SOURCE DATA
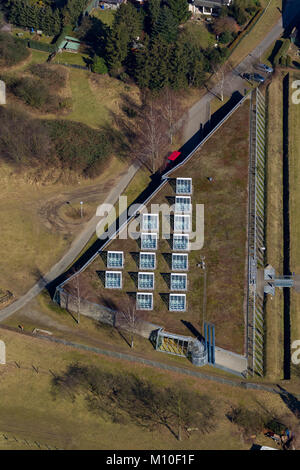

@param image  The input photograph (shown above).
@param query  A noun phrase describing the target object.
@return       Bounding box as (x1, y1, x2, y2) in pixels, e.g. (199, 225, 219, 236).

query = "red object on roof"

(168, 151, 181, 161)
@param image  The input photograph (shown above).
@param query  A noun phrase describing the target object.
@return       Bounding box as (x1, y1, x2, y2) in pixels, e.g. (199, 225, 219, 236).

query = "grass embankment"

(229, 0, 282, 68)
(264, 72, 284, 380)
(0, 327, 297, 450)
(64, 101, 250, 354)
(0, 48, 143, 299)
(289, 71, 300, 382)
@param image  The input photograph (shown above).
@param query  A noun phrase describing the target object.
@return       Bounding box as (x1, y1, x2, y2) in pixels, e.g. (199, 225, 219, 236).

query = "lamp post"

(80, 201, 83, 218)
(197, 256, 207, 332)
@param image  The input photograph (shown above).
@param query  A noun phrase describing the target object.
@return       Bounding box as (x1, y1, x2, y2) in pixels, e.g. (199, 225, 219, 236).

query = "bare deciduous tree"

(158, 88, 184, 145)
(116, 296, 141, 348)
(133, 97, 168, 174)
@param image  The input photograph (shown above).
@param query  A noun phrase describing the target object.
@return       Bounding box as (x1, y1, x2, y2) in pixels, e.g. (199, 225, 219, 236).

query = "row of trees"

(5, 0, 89, 36)
(52, 362, 215, 440)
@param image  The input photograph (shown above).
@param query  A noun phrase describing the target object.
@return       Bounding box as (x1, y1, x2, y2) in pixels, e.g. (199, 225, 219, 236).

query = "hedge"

(273, 38, 291, 66)
(28, 40, 56, 53)
(228, 8, 264, 55)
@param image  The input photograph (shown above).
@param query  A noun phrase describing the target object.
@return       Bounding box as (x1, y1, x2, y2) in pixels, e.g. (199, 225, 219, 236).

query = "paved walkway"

(0, 162, 140, 321)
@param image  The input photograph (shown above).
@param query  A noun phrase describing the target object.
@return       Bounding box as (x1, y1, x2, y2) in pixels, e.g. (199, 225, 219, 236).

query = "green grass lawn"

(90, 8, 116, 27)
(183, 21, 215, 49)
(52, 51, 90, 67)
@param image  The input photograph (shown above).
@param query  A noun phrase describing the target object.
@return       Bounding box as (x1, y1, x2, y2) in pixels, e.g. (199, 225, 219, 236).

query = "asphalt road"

(183, 17, 284, 143)
(0, 17, 284, 322)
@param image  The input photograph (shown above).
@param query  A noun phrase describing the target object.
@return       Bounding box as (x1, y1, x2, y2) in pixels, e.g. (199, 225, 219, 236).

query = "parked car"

(242, 72, 266, 83)
(242, 72, 251, 80)
(258, 63, 273, 73)
(252, 73, 266, 83)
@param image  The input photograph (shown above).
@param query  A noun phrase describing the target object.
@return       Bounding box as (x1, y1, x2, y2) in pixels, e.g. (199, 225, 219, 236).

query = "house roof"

(192, 0, 230, 8)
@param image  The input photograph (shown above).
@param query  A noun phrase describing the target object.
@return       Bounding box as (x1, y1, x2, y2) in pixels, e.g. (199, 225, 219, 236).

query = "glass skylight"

(139, 252, 156, 270)
(136, 293, 153, 310)
(107, 251, 124, 269)
(105, 271, 122, 289)
(138, 272, 155, 290)
(169, 294, 186, 311)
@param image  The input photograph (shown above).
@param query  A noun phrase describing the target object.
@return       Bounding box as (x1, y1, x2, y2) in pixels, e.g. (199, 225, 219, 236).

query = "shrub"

(28, 40, 56, 53)
(227, 406, 268, 435)
(29, 63, 66, 90)
(0, 106, 114, 179)
(7, 73, 70, 113)
(0, 32, 29, 67)
(219, 31, 233, 44)
(91, 56, 108, 75)
(11, 76, 50, 108)
(44, 119, 113, 177)
(280, 55, 286, 67)
(273, 39, 291, 66)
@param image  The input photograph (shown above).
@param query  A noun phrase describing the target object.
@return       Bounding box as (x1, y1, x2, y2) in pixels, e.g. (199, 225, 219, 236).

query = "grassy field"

(0, 327, 298, 450)
(264, 72, 284, 380)
(289, 71, 300, 382)
(0, 155, 130, 299)
(64, 101, 250, 354)
(229, 0, 282, 68)
(52, 51, 90, 67)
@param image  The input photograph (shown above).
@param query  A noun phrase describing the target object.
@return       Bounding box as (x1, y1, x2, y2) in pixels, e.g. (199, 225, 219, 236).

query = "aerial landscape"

(0, 0, 300, 454)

PROBLEM TO SOLVE
Repeat the entries above exactly and skip the images.

SOLUTION TO THIS PROBLEM
@param image  The input photograph (shown above).
@param query  A noun phrase describing the target object.
@return       Bounding box as (x1, y1, x2, y2) in pixels, e.g. (199, 225, 219, 236).

query = "red object on roof"

(168, 151, 181, 161)
@param image  The input photograph (shown above).
@param query  A noun phrase describing the target object.
@return       Bounding box as (x1, y1, x2, y2) in pixels, e.g. (199, 225, 219, 236).

query = "grass embankment"

(229, 0, 282, 68)
(264, 72, 284, 380)
(0, 327, 297, 450)
(64, 101, 250, 354)
(0, 48, 143, 299)
(289, 71, 300, 382)
@param image  The input photograph (shown above).
@param query  A noun phrase describing the target object.
@return       Bounding box as (x1, y1, x2, y2) in pixels, e.g. (199, 225, 219, 236).

query = "lamp post"

(80, 201, 83, 218)
(197, 256, 207, 332)
@param image  The input photograph (shown above).
@param query  A noun phrase describing the target object.
@return       Bounding box as (x1, y1, x2, y2) in pixels, e.g. (199, 225, 219, 236).

query = "bare deciduous tree"

(158, 88, 184, 145)
(116, 296, 141, 348)
(133, 97, 168, 174)
@param image  The input photograph (shown above).
@param query  A noun phrase describing the target object.
@return       Bounding box as (x1, y1, x2, y2) in pixels, e.g. (199, 225, 219, 236).

query = "row of trees"

(5, 0, 89, 36)
(52, 362, 215, 440)
@param image  The input photograph (shown above).
@param query  A noun phrase describing the target object.
@return       Bounding box as (x1, y1, x2, y2) in pixels, e.g. (199, 225, 219, 236).

query = "hedge"

(273, 38, 291, 66)
(28, 40, 56, 53)
(228, 8, 264, 55)
@param image  The input photograph (shown above).
@param query  A noun phrase describing the target object.
@return       Bounding box as (x1, y1, x2, y2) in pixels, e.g. (199, 225, 219, 236).

query = "paved walkway"

(0, 162, 140, 321)
@param image  The input photograph (shown above).
@param query  A noun phrase describing the target object.
@return       Bounding box as (x1, y1, x2, y2) in pixels, e.g. (199, 225, 219, 236).

query = "green grass lawn"

(90, 8, 116, 27)
(183, 21, 215, 49)
(52, 51, 90, 67)
@param image  The input photograph (shown above).
@param query  A noun phrase describing the target object.
@return       Bounding box as (x1, y1, x2, y2) in pixels, e.g. (199, 225, 219, 236).

query = "asphalt road"

(183, 17, 284, 143)
(0, 17, 284, 322)
@param image  The input photograph (shown above).
@param query  A noun phrase describing the target object.
@return       Bounding box as (x1, y1, x2, y2) in pixels, e.g. (199, 225, 219, 236).

query = "parked car"

(242, 72, 266, 83)
(242, 72, 251, 80)
(258, 63, 273, 73)
(252, 73, 266, 83)
@param image  The input photograph (shown above).
@param query  A noun phrase describing the target object.
@return       Bounding box as (x1, y1, x2, y2) in pixels, e.g. (199, 225, 219, 236).

query = "house roof"

(192, 0, 230, 8)
@param image  The input photograph (shown above).
@param query  A noun phrase describing the target object.
@return       Bounding box as (x1, y1, x2, y2) in pixels, e.g. (199, 225, 219, 236).

query = "glass skylight"

(139, 252, 156, 270)
(136, 293, 153, 310)
(107, 251, 124, 269)
(105, 271, 122, 289)
(138, 272, 155, 290)
(169, 294, 186, 311)
@param image  The input photograph (shown above).
@param query  A noun phrase describing the target object.
@return       Bounding box as (x1, y1, x2, y2) in pixels, e.g. (199, 225, 219, 236).

query = "shrub"

(28, 40, 56, 53)
(227, 406, 268, 435)
(29, 63, 66, 90)
(0, 106, 114, 179)
(7, 73, 70, 113)
(0, 32, 29, 67)
(219, 31, 233, 44)
(91, 56, 108, 75)
(11, 76, 50, 108)
(44, 119, 113, 177)
(280, 55, 286, 67)
(273, 39, 291, 66)
@param image  The input photograph (shown above).
@param query  A noun phrase describing the target object.
@return       Bounding box as (x1, y1, x2, y2) in pixels, e.g. (199, 225, 219, 236).

query = "grassy field"

(0, 327, 298, 450)
(264, 72, 284, 380)
(289, 71, 300, 382)
(0, 155, 130, 299)
(64, 101, 250, 354)
(229, 0, 282, 68)
(52, 51, 90, 67)
@param image  The input photograph (shown above).
@param query  A noun phrase describing the target object.
@return       Bounding box as (x1, y1, x2, y2) in pixels, e.g. (199, 225, 219, 236).

query = "aerial landscape"

(0, 0, 300, 454)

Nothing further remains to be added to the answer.